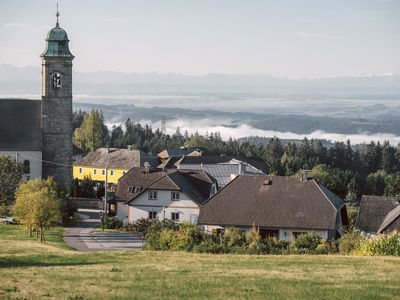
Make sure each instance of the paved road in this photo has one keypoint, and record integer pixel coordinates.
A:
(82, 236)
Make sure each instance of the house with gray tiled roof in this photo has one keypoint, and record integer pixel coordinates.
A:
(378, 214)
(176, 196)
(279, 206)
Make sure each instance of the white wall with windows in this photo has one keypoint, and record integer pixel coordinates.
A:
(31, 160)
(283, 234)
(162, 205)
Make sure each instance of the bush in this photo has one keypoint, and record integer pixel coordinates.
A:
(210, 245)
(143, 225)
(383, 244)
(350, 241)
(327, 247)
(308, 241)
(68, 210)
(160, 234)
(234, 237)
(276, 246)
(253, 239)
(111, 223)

----------------------------------------

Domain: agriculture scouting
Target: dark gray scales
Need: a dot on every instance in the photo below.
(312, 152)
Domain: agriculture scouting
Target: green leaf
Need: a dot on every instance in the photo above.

----------------------------------------

• [WHAT IS EXPECTED] Locate each line above that contains the string "coordinates" and copy those lines. Match the string's case.

• [EXERCISE RESULT]
Make sure each instance of the paved road in this photo has one keypoint, and record integer pixel coordinates.
Make sure each instance of the house with gray tiled roof in this photo has one keypoint, and record integer pixel coordinates.
Make sure each instance of the white wall with windows in this photo has one keypoint, and record integer pixel coordinates.
Make sure each instance of the bush in this photo has one keypoint, and record integer pixel coordinates.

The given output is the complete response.